Submitted to: American Phytopathological Society Abstracts
Publication Type: Abstract Only
Publication Acceptance Date: 3/15/2012
Publication Date: 5/1/2012
Citation: Belachew, A., Stensvand, A., Gadoury, D., Seem, R., Cadle Davidson, L.E., Peres, N., Tronsmo, A.M. 2012. Temperature functions as a repressor of ascocarp formation in strawberry powdery mildew Podoshpaera aphanis. American Phytopathological Society Abstracts. Phytopathology 102:S.

Interpretive Summary:

Technical Abstract: The asexual stage of Podosphaera aphanis occurs wherever strawberries are grown, but cleistothecia are reportedly rare in subtropical climates where the disease is nonetheless severe. We confirmed that the pathogen is heterothallic, and that both mating types are present in Florida, USA. Pairing compatible isolates under controlled temperatures indicated that ascocarp formation was suppressed above 15C. Abundant mycelial growth occurred at both 15C and 25C, thus lack of ascocarp production was not caused by lack of contact between mating types within the mildew colony. Furthermore, subsequent investigations of diurnal temperature fluctuation indicated that nightly exposure to cold (less than 13C) for 1 to 4 hours was sufficient to stimulate ascocarp formation in the presence of higher (25C) daytime temperatures. Additional episodes of overnight cold resulted in more prolific ascocarp production despite higher daytime temperatures. Our results suggest that cleistothecia of P.aphanis may be suppressed in subtropical areas by high temperature during the warmest periods of the year, but may appear if strawberry plants in annual production systems are exposed to cooler temperatures late in the production cycle. The foregoing also suggests that ascocarp formation might be minimized or prevented in high tunnel production systems by avoiding temperatures below 13C. Geographical distribution of mating types as confirmed by specific markers will also be reported.

(Stored data entries)
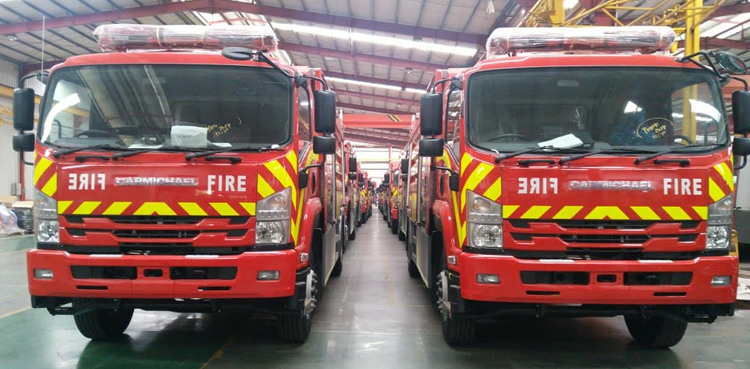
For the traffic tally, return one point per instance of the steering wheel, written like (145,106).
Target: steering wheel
(683,138)
(95,133)
(509,135)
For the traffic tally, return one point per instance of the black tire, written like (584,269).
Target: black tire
(101,324)
(413,271)
(656,332)
(456,330)
(338,267)
(294,328)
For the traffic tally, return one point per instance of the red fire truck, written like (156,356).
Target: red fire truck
(204,177)
(579,172)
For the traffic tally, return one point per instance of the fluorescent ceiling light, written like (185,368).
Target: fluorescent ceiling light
(373,85)
(375,39)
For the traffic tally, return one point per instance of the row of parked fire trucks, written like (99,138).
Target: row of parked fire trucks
(577,180)
(567,174)
(186,169)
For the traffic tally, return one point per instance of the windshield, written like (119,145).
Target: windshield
(643,108)
(152,106)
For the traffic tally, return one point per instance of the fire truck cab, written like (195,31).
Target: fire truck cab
(578,172)
(183,170)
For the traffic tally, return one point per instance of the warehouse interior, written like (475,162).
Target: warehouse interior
(379,57)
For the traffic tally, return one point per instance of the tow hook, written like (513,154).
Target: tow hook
(311,290)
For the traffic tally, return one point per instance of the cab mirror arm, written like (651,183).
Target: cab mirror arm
(453,180)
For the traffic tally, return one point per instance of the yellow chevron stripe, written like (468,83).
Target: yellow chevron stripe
(50,188)
(611,212)
(291,156)
(282,176)
(676,212)
(264,189)
(158,208)
(249,207)
(86,207)
(726,173)
(117,208)
(495,190)
(645,213)
(702,211)
(62,206)
(224,209)
(193,209)
(480,172)
(535,212)
(567,212)
(40,168)
(714,191)
(508,210)
(465,161)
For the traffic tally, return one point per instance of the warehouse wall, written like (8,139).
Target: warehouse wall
(9,167)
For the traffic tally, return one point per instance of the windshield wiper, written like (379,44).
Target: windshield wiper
(509,155)
(189,157)
(143,151)
(669,151)
(602,151)
(84,148)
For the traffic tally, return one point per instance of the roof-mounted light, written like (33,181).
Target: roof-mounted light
(646,39)
(121,37)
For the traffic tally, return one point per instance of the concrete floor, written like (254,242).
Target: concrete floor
(373,316)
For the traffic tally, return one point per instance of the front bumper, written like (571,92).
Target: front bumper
(611,289)
(148,283)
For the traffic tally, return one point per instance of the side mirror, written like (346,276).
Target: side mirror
(23,109)
(729,62)
(23,142)
(453,182)
(325,111)
(431,110)
(324,145)
(741,111)
(431,147)
(303,179)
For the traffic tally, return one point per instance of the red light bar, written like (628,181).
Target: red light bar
(646,39)
(121,37)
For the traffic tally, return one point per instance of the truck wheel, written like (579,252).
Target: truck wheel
(413,271)
(295,328)
(655,331)
(339,267)
(101,324)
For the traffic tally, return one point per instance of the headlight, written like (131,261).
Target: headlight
(272,218)
(485,221)
(718,232)
(45,218)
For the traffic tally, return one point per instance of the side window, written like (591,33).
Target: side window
(454,113)
(303,114)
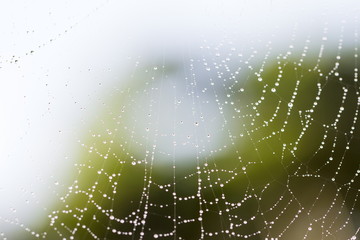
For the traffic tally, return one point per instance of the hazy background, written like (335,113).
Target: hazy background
(59,59)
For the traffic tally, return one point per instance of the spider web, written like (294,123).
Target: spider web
(232,143)
(220,146)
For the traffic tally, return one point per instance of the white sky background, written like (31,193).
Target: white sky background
(40,122)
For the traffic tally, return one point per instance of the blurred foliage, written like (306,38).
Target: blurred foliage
(275,165)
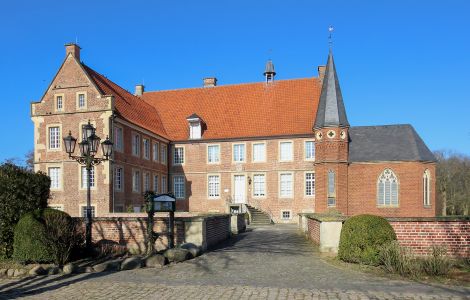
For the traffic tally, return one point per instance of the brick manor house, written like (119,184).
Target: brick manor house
(282,146)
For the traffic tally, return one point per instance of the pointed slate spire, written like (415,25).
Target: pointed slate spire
(331,111)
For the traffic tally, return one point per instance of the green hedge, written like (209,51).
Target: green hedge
(45,235)
(362,237)
(21,191)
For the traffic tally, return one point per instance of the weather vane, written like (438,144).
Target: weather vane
(330,37)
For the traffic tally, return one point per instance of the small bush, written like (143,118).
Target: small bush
(46,235)
(21,191)
(362,237)
(437,263)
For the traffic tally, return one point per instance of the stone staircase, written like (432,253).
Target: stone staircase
(258,217)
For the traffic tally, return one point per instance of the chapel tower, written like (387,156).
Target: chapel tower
(331,133)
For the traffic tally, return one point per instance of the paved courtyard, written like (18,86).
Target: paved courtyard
(272,262)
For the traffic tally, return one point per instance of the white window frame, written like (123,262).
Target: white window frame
(118,138)
(56,102)
(233,152)
(253,156)
(163,153)
(83,176)
(306,152)
(57,187)
(59,137)
(291,158)
(388,174)
(217,155)
(306,183)
(254,189)
(179,179)
(180,156)
(427,188)
(281,194)
(136,151)
(155,150)
(213,193)
(136,180)
(77,96)
(118,187)
(146,147)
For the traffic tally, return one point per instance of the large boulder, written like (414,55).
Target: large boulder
(193,249)
(155,261)
(176,254)
(130,263)
(110,265)
(37,270)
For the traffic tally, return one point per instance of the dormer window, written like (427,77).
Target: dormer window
(195,127)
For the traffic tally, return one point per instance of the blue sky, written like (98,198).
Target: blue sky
(398,61)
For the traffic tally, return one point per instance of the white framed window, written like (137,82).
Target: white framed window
(54,175)
(54,137)
(118,178)
(83,211)
(163,154)
(178,156)
(285,151)
(309,150)
(118,138)
(238,152)
(146,143)
(85,177)
(179,186)
(286,185)
(59,103)
(155,151)
(387,189)
(81,100)
(310,184)
(136,144)
(164,184)
(146,181)
(259,185)
(136,181)
(213,189)
(286,215)
(213,154)
(155,183)
(331,188)
(259,152)
(427,188)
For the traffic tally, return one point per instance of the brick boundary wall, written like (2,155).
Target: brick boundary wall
(314,230)
(130,230)
(420,234)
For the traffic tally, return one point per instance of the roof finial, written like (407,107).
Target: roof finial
(330,37)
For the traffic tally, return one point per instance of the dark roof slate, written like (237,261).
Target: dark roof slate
(331,111)
(387,143)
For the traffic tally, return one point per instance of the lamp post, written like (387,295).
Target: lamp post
(88,149)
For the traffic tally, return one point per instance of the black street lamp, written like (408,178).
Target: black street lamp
(88,149)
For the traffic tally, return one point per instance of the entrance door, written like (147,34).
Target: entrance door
(240,189)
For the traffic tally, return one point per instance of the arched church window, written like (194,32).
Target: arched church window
(427,188)
(387,189)
(331,188)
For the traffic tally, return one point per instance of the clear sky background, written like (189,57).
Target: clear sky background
(398,61)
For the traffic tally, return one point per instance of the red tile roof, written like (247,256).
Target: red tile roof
(284,107)
(128,106)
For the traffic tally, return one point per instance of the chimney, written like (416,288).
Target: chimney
(139,90)
(321,72)
(210,81)
(74,49)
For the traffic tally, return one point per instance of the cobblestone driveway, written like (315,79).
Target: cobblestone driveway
(272,262)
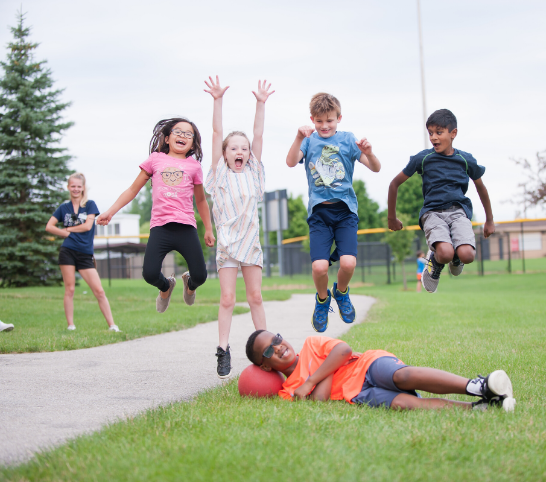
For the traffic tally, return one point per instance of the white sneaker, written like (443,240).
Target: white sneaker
(6,326)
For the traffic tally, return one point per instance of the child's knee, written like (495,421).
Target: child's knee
(320,267)
(347,263)
(254,297)
(227,300)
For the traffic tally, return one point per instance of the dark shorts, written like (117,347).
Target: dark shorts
(379,390)
(70,257)
(329,223)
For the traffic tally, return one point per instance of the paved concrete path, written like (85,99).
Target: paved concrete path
(48,398)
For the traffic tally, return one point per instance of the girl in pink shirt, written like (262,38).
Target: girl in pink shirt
(174,166)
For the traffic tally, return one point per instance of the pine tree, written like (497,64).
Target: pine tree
(33,168)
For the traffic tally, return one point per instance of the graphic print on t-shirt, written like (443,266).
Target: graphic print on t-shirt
(327,171)
(71,219)
(171,176)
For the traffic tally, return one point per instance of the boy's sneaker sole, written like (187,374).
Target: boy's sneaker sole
(431,274)
(499,383)
(188,299)
(455,266)
(161,304)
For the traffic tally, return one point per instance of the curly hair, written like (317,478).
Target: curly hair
(323,103)
(250,347)
(163,129)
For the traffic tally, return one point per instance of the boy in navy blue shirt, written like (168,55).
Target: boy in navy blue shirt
(446,213)
(329,156)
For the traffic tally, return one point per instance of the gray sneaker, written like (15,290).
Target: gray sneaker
(431,273)
(188,299)
(455,266)
(161,304)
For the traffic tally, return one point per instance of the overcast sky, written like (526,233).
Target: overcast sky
(125,65)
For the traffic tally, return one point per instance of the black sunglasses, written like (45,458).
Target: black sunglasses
(268,353)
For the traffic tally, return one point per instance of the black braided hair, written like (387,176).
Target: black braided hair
(163,129)
(250,347)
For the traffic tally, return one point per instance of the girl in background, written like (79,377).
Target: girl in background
(76,254)
(236,183)
(174,165)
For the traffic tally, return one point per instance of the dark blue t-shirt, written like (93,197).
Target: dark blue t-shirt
(82,242)
(445,178)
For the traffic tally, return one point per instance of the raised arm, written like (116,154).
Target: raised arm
(126,197)
(217,93)
(261,96)
(489,226)
(368,157)
(294,154)
(339,355)
(394,223)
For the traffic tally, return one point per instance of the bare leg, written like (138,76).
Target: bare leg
(443,252)
(405,401)
(253,284)
(320,277)
(347,265)
(69,279)
(430,380)
(228,284)
(91,277)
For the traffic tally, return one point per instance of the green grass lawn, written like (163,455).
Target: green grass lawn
(472,325)
(40,324)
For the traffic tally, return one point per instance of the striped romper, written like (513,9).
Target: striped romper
(235,210)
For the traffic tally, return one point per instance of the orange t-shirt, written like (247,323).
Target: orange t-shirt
(348,379)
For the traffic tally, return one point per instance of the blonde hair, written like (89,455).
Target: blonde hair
(322,103)
(81,177)
(229,136)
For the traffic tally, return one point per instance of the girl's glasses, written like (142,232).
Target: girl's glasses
(277,340)
(181,133)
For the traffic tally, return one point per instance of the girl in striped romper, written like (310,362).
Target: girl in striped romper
(236,184)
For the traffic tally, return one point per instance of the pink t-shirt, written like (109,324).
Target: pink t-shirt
(173,181)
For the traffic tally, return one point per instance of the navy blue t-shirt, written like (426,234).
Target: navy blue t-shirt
(445,178)
(82,242)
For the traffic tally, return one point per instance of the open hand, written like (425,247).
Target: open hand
(395,224)
(209,239)
(104,218)
(263,92)
(306,131)
(215,89)
(364,146)
(488,228)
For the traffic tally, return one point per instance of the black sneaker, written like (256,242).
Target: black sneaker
(223,369)
(496,384)
(483,404)
(456,266)
(431,273)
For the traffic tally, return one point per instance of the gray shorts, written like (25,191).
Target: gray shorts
(448,226)
(379,390)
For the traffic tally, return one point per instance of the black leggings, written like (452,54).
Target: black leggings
(164,239)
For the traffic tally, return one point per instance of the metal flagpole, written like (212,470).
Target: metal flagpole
(422,71)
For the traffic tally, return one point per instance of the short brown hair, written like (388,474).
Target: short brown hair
(322,103)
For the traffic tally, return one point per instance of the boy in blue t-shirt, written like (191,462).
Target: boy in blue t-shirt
(329,156)
(446,213)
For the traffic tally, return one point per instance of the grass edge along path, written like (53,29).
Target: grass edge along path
(468,327)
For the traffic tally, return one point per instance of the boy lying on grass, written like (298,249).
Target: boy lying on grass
(328,369)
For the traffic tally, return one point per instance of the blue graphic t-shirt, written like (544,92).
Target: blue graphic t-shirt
(82,242)
(445,178)
(329,165)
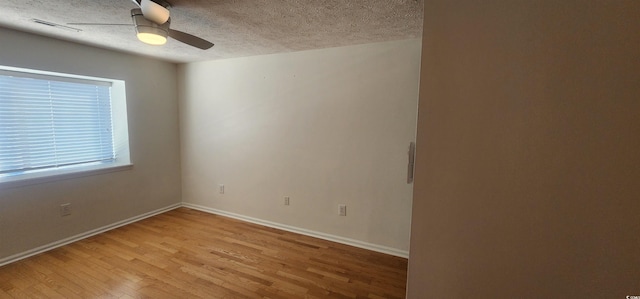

» **Task brief**:
Reproduce the stretch of the strawberry powdery mildew abstract above from "Submitted to: American" through "Abstracts. Phytopathology 102:S.".

» **Problem solution**:
Submitted to: American Phytopathological Society Abstracts
Publication Type: Abstract Only
Publication Acceptance Date: 3/15/2012
Publication Date: 5/1/2012
Citation: Belachew, A., Stensvand, A., Gadoury, D., Seem, R., Cadle Davidson, L.E., Peres, N., Tronsmo, A.M. 2012. Temperature functions as a repressor of ascocarp formation in strawberry powdery mildew Podoshpaera aphanis. American Phytopathological Society Abstracts. Phytopathology 102:S.